=== RECORDS ===
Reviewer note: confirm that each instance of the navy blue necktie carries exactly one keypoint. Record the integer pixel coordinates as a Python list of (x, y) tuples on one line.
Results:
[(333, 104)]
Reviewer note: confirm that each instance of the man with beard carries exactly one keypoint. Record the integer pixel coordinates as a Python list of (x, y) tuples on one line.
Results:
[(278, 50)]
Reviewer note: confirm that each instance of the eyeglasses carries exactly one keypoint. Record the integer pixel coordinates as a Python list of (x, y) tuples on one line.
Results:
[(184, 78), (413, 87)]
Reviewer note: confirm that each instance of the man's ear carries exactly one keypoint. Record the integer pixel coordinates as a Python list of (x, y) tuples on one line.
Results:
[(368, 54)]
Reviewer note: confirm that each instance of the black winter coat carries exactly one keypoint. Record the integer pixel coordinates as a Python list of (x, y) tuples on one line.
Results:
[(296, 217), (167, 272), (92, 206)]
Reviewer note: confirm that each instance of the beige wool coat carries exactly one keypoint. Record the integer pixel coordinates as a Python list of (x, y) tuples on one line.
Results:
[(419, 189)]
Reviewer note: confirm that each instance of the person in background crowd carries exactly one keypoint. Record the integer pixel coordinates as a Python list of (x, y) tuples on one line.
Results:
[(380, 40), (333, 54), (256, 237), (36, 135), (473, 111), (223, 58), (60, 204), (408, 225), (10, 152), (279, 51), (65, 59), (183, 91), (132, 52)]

=== AIM ===
Copy out every entry above, character for character, including each Results line and its list of coordinates.

=== ANSWER TO THE PROBLEM ===
Reviewer note: confirm that each instance of the navy blue necktie carries exactly one keypoint. Record the integer pixel coordinates as a Python list of (x, y) tuples on one line.
Results:
[(333, 104)]
Reviewer note: confirm that each instance of the man with beard carries exactly one keypoint. Record the integer pixel coordinates as a Python list of (x, y) tuples on one line.
Results:
[(278, 50)]
Reviewer note: confirm that each instance of the eyeglasses carries exactly one keypoint. Record the integer pixel coordinates as a Python list of (x, y) tuples on one line.
Results:
[(184, 78), (413, 87)]
Reviewer note: confirm that each instance of the man's ear carries exactly one keypoint. Record the integer pixel coordinates as a Python list of (x, y) tuples on one line.
Results:
[(368, 54)]
Reviewer note: confirm that each instance of the black winter coat carries exactly one keypoint. Record the integer pixel coordinates as a Python list of (x, y) tuples on one line.
Results:
[(296, 217), (167, 272), (92, 206)]
Reviewer note: confirm that each instance of the beige wool coat carries exactly one keypoint. Record the integer pixel coordinates as a Python list of (x, y) tuples on one line.
Results:
[(419, 189)]
Reviewer note: confirm that each instance of the person in background crowd carries exactly one keypoint. Record the integer pixel coordinates as a Python list of (x, y) tuples on one line.
Results:
[(380, 40), (333, 54), (256, 237), (36, 135), (473, 111), (223, 58), (60, 204), (408, 225), (10, 152), (279, 51), (65, 59), (183, 91), (132, 52)]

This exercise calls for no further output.